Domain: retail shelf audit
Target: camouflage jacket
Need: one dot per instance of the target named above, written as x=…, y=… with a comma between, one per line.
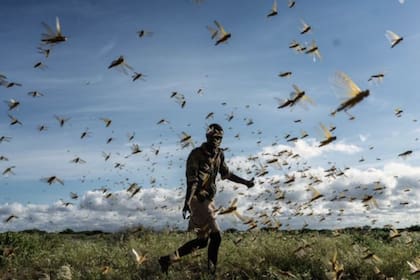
x=203, y=167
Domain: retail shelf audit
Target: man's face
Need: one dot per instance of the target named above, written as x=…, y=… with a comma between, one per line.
x=214, y=140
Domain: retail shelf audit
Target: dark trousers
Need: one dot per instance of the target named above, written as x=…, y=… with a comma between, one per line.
x=200, y=243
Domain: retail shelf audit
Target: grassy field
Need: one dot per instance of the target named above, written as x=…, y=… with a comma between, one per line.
x=264, y=254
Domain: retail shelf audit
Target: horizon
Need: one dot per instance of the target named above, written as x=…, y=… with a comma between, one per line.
x=237, y=83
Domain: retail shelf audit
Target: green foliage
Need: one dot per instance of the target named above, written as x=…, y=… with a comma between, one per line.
x=243, y=255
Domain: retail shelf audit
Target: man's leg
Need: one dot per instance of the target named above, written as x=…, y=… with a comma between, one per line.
x=185, y=249
x=213, y=250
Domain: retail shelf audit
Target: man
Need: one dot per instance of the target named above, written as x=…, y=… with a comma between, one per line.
x=203, y=165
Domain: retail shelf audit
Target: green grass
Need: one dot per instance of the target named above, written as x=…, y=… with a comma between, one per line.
x=259, y=255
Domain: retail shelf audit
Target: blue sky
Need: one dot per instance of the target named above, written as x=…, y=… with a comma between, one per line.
x=242, y=73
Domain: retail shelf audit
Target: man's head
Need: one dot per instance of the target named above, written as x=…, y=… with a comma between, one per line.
x=214, y=135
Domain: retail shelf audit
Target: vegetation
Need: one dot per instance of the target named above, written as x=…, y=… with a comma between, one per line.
x=265, y=254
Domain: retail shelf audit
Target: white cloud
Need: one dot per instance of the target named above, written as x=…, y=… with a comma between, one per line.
x=160, y=208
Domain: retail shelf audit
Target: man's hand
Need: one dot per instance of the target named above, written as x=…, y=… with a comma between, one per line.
x=186, y=211
x=250, y=183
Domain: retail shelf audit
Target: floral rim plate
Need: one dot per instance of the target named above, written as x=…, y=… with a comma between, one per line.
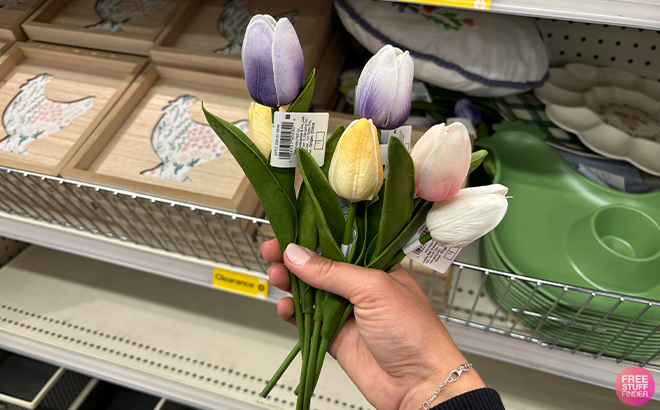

☆ ☆ ☆ ☆ ☆

> Set task: How many lines in the rows above contain the string "green", counting case? Reply with the number alone.

> Output for this exercise: 2